[Reading passage]

◆ ◆ ◆ ◆ ◆

Waiting was a poor option. Oh sure, it will still be there in a few minutes. In the mean time I can piddle around looking at unimportant emails on my phone. Then I can take the picture of the beautiful rainbow stretching over the harbor and the palm trees in this tropical paradise. No rush.

Well of course as I sat there fooling around I glanced over at the rainbow once or twice and soon realized that it was vanishing. Duh! It’s only there as long as the sun and the moisture in the air come together in a certain way. The sun moves constantly. And the moisture evaporates. The rainbow fades and then disappears. Forever. Until the next one comes along.

That’s the thing- rainbows don’t come along every day. At least not where I live. Maybe in this place, but I’m only visiting here. People always seem to get excited about rainbows. Rightly so, because they are pretty spectacular.

So I missed the opportunity to take a picture of the brilliant rainbow. I knew there would be another someday. But not here. At least not for me.   I was leaving this place today. And I was mad at myself for fooling with the email when I could have been looking at the rainbow.

◆ ◆ ◆ ◆ ◆

[Excerpted records]
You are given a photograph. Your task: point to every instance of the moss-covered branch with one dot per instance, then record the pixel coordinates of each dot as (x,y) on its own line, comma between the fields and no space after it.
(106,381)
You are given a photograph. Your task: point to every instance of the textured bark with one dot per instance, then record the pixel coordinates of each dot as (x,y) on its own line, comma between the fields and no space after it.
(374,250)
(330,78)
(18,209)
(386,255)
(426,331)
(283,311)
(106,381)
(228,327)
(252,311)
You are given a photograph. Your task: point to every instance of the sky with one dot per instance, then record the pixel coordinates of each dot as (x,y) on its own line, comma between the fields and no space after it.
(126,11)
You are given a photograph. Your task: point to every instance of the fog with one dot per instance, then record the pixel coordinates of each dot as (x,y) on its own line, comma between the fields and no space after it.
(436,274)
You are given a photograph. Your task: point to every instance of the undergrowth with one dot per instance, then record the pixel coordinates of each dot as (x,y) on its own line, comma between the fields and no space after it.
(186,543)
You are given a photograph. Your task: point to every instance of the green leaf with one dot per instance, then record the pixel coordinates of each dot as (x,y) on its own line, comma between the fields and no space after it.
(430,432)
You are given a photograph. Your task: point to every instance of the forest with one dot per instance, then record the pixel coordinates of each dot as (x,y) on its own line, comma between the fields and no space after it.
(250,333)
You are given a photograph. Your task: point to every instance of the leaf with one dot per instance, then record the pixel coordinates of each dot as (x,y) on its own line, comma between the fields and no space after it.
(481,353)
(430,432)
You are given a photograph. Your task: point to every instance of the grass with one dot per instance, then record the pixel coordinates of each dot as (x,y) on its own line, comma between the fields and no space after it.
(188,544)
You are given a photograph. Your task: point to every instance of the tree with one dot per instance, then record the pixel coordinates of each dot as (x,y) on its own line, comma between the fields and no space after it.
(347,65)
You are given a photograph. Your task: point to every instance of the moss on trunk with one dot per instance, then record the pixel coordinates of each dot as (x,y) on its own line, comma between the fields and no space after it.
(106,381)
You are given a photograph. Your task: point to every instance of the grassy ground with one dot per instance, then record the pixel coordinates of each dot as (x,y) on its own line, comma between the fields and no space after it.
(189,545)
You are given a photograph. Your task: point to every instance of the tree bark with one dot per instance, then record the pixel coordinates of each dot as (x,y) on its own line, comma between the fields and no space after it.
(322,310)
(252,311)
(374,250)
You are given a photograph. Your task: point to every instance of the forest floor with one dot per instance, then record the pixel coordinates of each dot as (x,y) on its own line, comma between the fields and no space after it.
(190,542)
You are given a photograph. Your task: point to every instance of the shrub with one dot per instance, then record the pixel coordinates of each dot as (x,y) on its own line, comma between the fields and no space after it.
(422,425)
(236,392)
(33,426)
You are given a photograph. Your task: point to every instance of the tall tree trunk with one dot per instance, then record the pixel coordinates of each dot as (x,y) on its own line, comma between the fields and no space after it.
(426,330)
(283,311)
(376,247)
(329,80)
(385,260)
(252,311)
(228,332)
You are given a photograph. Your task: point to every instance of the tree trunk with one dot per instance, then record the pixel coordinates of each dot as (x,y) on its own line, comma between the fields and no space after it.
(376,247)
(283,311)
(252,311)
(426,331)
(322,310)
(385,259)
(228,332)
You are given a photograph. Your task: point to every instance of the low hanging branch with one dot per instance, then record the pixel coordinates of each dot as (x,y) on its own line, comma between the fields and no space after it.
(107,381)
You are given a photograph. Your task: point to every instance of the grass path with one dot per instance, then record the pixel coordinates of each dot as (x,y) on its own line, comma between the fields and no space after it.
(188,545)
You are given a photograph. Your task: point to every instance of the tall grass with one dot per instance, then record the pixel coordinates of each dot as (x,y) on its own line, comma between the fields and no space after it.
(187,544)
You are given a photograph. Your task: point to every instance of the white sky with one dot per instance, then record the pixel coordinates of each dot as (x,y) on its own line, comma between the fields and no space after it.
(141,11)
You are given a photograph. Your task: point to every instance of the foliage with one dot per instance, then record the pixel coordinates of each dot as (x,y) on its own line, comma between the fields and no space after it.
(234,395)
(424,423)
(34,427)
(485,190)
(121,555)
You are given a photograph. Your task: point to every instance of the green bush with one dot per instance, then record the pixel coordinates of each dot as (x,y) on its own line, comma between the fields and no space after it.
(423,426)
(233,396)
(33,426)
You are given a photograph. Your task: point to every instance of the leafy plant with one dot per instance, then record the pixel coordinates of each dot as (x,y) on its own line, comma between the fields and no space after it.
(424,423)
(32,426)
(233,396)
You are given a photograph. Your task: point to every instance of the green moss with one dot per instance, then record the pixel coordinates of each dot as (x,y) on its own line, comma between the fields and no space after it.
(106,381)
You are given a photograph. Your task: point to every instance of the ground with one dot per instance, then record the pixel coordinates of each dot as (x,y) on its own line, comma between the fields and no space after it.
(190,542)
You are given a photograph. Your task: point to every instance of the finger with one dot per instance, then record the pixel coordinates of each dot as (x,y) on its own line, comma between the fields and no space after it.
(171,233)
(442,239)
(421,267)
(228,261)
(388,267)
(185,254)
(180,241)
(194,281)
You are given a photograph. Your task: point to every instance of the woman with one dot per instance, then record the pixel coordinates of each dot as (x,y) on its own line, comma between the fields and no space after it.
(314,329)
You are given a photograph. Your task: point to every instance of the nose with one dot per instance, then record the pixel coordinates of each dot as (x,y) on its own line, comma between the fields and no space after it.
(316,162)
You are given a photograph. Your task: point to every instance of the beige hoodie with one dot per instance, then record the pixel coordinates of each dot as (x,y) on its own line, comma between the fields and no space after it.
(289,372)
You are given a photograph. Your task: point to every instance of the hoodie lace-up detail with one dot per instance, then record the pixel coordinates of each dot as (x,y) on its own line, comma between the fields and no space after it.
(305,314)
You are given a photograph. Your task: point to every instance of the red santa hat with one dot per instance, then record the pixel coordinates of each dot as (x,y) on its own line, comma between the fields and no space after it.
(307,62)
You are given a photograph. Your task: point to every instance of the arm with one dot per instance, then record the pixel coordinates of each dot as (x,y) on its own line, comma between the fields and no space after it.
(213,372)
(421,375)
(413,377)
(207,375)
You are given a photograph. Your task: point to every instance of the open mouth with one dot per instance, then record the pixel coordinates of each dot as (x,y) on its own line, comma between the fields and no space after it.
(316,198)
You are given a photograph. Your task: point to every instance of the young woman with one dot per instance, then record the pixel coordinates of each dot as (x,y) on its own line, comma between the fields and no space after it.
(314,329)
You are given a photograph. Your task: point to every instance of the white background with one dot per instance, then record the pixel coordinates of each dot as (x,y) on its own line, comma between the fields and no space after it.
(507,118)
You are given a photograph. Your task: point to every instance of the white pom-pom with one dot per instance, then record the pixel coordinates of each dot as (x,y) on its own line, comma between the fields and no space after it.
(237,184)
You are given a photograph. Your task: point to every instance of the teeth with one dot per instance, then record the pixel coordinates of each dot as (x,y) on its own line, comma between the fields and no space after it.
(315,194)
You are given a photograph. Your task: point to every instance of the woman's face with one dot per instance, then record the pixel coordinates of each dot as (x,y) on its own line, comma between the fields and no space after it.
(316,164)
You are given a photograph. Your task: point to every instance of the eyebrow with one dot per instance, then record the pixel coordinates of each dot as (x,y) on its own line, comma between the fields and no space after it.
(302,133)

◆ ◆ ◆ ◆ ◆

[Things to do]
[1] Return everything in the rainbow passage from "Waiting was a" down to "one comes along.", copied word for word.
[2] Locate each line of the records that contains the string "branch" (case counts) and copy every such line.

[Answers to each task]
[1]
Waiting was a poor option. Oh sure, it will still be there in a few minutes. In the mean time I can piddle around looking at unimportant emails on my phone. Then I can take the picture of the beautiful rainbow stretching over the harbor and the palm trees in this tropical paradise. No rush.

Well of course as I sat there fooling around I glanced over at the rainbow once or twice and soon realized that it was vanishing. Duh! It’s only there as long as the sun and the moisture in the air come together in a certain way. The sun moves constantly. And the moisture evaporates. The rainbow fades and then disappears. Forever. Until the next one comes along.

[2]
You are given a photograph. Your task: point to every instance of the moss-covered branch with one dot per instance, then record the pixel coordinates of each dot as (x,y) on its own line, comma between the fields and no space after it.
You are given a photograph. Your task: point to every instance of the low hanging branch with one dot per instance, then record the pixel coordinates of each dot as (x,y) on its own line, comma between the fields and no space after it.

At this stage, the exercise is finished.